Daily Archives: November 1, 2012

Special “Acting Presidential” E-dition

One of the best parts about publishing The Whistleblower Newswire is checking our e-mail first thing each morning to see some of those politically insightful items we’ve received from our equally politically insightful subscribers. Our readers’ comments are extremely helpful for our analysis and interpretation of today’s important top stories.

Thursday, November 1, 2012

Blue States Bashed

  •  LOOKING PRESIDENTIAL: The White House released photos showing Obama in the Situation Room being “presidential,” monitoring Super Storm Sandy. Photo Shop Spoofer Edward Cropper shows us what that meeting really looked like. Now The Blower wants to know where the photos are of the Situation Room on 9/11/12. Obama announced on Tuesday that if the governors are not getting enough storm damage help from the federal government, they should call him directly. Too bad Ambassador Christopher Stevens, Sean Smith, Glen A. Doherty and Tyrone S. Woods did not have that option. Did Obama really say when an “American is in need… we leave nobody behind?” Did Obama really meet with Biden and Panetta 55 minutes after the State Department was notified the Benghazi was under attack? Are there more Benghazi e-mails? John McCain vows to put Obama senior officials “Under Oath” over Benghazi. Do you think Senator McCainiac can arrange that before Election Day?

++++++

_WRITTEN EXERCISE A_. Reproduce the listing verbatim, beginning at the line that contains "of the white" and continuing through the final line of the listing.

++++++

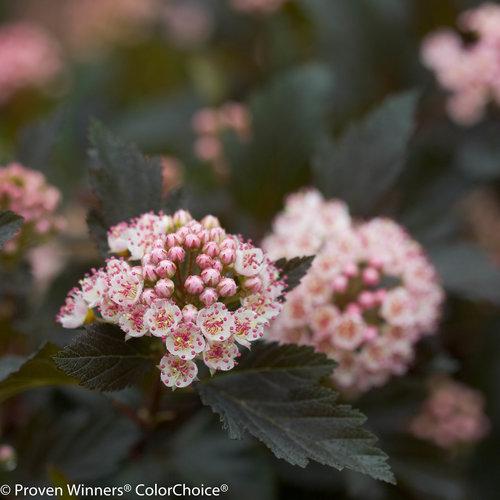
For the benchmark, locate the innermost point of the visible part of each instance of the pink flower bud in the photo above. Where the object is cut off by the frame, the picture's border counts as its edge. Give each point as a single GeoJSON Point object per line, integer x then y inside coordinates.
{"type": "Point", "coordinates": [353, 309]}
{"type": "Point", "coordinates": [148, 272]}
{"type": "Point", "coordinates": [340, 284]}
{"type": "Point", "coordinates": [176, 254]}
{"type": "Point", "coordinates": [209, 222]}
{"type": "Point", "coordinates": [253, 284]}
{"type": "Point", "coordinates": [149, 296]}
{"type": "Point", "coordinates": [228, 243]}
{"type": "Point", "coordinates": [192, 241]}
{"type": "Point", "coordinates": [181, 218]}
{"type": "Point", "coordinates": [211, 249]}
{"type": "Point", "coordinates": [217, 265]}
{"type": "Point", "coordinates": [366, 299]}
{"type": "Point", "coordinates": [227, 256]}
{"type": "Point", "coordinates": [371, 276]}
{"type": "Point", "coordinates": [203, 260]}
{"type": "Point", "coordinates": [166, 269]}
{"type": "Point", "coordinates": [351, 270]}
{"type": "Point", "coordinates": [157, 255]}
{"type": "Point", "coordinates": [371, 333]}
{"type": "Point", "coordinates": [194, 285]}
{"type": "Point", "coordinates": [380, 295]}
{"type": "Point", "coordinates": [227, 287]}
{"type": "Point", "coordinates": [164, 288]}
{"type": "Point", "coordinates": [189, 313]}
{"type": "Point", "coordinates": [209, 296]}
{"type": "Point", "coordinates": [217, 234]}
{"type": "Point", "coordinates": [210, 276]}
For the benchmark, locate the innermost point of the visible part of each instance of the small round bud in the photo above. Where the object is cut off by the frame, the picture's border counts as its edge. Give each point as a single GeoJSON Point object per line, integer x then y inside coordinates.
{"type": "Point", "coordinates": [166, 269]}
{"type": "Point", "coordinates": [227, 256]}
{"type": "Point", "coordinates": [211, 249]}
{"type": "Point", "coordinates": [194, 285]}
{"type": "Point", "coordinates": [210, 276]}
{"type": "Point", "coordinates": [203, 260]}
{"type": "Point", "coordinates": [149, 296]}
{"type": "Point", "coordinates": [209, 222]}
{"type": "Point", "coordinates": [149, 273]}
{"type": "Point", "coordinates": [189, 313]}
{"type": "Point", "coordinates": [164, 288]}
{"type": "Point", "coordinates": [176, 254]}
{"type": "Point", "coordinates": [253, 284]}
{"type": "Point", "coordinates": [192, 241]}
{"type": "Point", "coordinates": [227, 287]}
{"type": "Point", "coordinates": [209, 296]}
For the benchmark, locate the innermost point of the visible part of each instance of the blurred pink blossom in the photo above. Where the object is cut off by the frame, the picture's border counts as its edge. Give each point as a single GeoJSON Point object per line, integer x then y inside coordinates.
{"type": "Point", "coordinates": [452, 415]}
{"type": "Point", "coordinates": [29, 57]}
{"type": "Point", "coordinates": [469, 72]}
{"type": "Point", "coordinates": [369, 296]}
{"type": "Point", "coordinates": [27, 193]}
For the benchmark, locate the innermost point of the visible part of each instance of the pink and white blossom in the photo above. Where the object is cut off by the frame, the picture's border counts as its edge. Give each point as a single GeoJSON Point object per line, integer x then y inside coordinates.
{"type": "Point", "coordinates": [368, 297]}
{"type": "Point", "coordinates": [452, 416]}
{"type": "Point", "coordinates": [168, 281]}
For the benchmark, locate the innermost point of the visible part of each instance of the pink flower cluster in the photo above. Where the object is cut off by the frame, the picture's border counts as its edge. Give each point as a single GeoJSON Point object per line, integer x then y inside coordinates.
{"type": "Point", "coordinates": [258, 6]}
{"type": "Point", "coordinates": [26, 192]}
{"type": "Point", "coordinates": [470, 72]}
{"type": "Point", "coordinates": [453, 415]}
{"type": "Point", "coordinates": [369, 296]}
{"type": "Point", "coordinates": [201, 290]}
{"type": "Point", "coordinates": [29, 57]}
{"type": "Point", "coordinates": [209, 125]}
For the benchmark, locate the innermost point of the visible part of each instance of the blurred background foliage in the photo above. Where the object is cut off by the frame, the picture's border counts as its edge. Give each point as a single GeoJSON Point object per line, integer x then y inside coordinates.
{"type": "Point", "coordinates": [313, 74]}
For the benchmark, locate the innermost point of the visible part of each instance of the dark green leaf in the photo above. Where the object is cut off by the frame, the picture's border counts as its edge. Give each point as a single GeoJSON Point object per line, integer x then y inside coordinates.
{"type": "Point", "coordinates": [101, 359]}
{"type": "Point", "coordinates": [10, 223]}
{"type": "Point", "coordinates": [37, 371]}
{"type": "Point", "coordinates": [126, 183]}
{"type": "Point", "coordinates": [240, 464]}
{"type": "Point", "coordinates": [363, 165]}
{"type": "Point", "coordinates": [276, 395]}
{"type": "Point", "coordinates": [38, 140]}
{"type": "Point", "coordinates": [467, 271]}
{"type": "Point", "coordinates": [288, 118]}
{"type": "Point", "coordinates": [86, 442]}
{"type": "Point", "coordinates": [293, 270]}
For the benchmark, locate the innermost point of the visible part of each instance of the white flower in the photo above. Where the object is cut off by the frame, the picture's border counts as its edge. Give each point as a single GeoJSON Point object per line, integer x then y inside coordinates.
{"type": "Point", "coordinates": [221, 355]}
{"type": "Point", "coordinates": [162, 317]}
{"type": "Point", "coordinates": [125, 286]}
{"type": "Point", "coordinates": [132, 322]}
{"type": "Point", "coordinates": [249, 262]}
{"type": "Point", "coordinates": [215, 322]}
{"type": "Point", "coordinates": [348, 331]}
{"type": "Point", "coordinates": [247, 327]}
{"type": "Point", "coordinates": [94, 288]}
{"type": "Point", "coordinates": [397, 307]}
{"type": "Point", "coordinates": [177, 372]}
{"type": "Point", "coordinates": [265, 308]}
{"type": "Point", "coordinates": [74, 311]}
{"type": "Point", "coordinates": [186, 341]}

++++++

_WRITTEN EXERCISE B_. Continue The Whistleblower Newswire edition of November 1, 2012 from the point at which it stops.

_WRITTEN RESPONSE A_.
For the benchmark, locate the innermost point of the visible part of each instance of the white flower in the photo above. Where the object is cut off by the frame, the picture's border counts as its edge. Give each point as a single GeoJSON Point object per line, integer x then y inside coordinates.
{"type": "Point", "coordinates": [221, 355]}
{"type": "Point", "coordinates": [162, 317]}
{"type": "Point", "coordinates": [125, 286]}
{"type": "Point", "coordinates": [132, 322]}
{"type": "Point", "coordinates": [249, 262]}
{"type": "Point", "coordinates": [215, 322]}
{"type": "Point", "coordinates": [348, 331]}
{"type": "Point", "coordinates": [247, 327]}
{"type": "Point", "coordinates": [94, 288]}
{"type": "Point", "coordinates": [397, 307]}
{"type": "Point", "coordinates": [177, 372]}
{"type": "Point", "coordinates": [265, 308]}
{"type": "Point", "coordinates": [74, 311]}
{"type": "Point", "coordinates": [186, 341]}

_WRITTEN RESPONSE B_.
  • OUR LATE NIGHT JOKEWATCHER reports Jay Leno said, “Don’t ask, don’t tell is back … Obama’s new policy for questions about Libya.”

Obama wanted to visit New York City for a photo op of him “simulating inspection of Sandy’s damage,” but Mayor Bloomberg said, “No thanks, Mr. President. We have work to do.” Obama had to settle for a photo op in Blue-State New Jersey instead. Then it was back on the campaign trail for today— where else, in Las Vegas. That seems to be Obama’s favorite place to campaign during a national tragedy.

Meanwhile, Obama Supporters in the Press couldn’t stop mocking Mitt Romney for collecting food and supplies for Sandy’s victims.

And while Obama and Mitt Romney can’t wait to hand out billions of borrowed dollars to victims of Super Storm Sandy, Loony Libertarian First Congressional District Candidate Jim Berns calls for cutting FEMA from 2013 budget. If people build and live in flood plains or near the coast, there should be no more subsidized insurance or government loans! Like most residents of the First District, I am way above the Ohio, Miami, and Mill Creek flood plain. Why should we pay taxes (or have the government borrow money) so FEMA can give it to people with ocean front homes, condos, and businesses? Steve Chabot head says, “Now you see why I didn’t show up at Sunday’s fringe candidates’ debate on Fountain Square.

  • SANDY STOLE THE ELECTION: Liberals and Obama Supporters in the Press are now getting ready to delegitimize a Romney Victory by claiming “Sandy stole the election.” In 2000 it was hanging chads. In 2004, it was electronic voting machines. They’ll need something to get them through the years ahead after Romney unseats Obama next week.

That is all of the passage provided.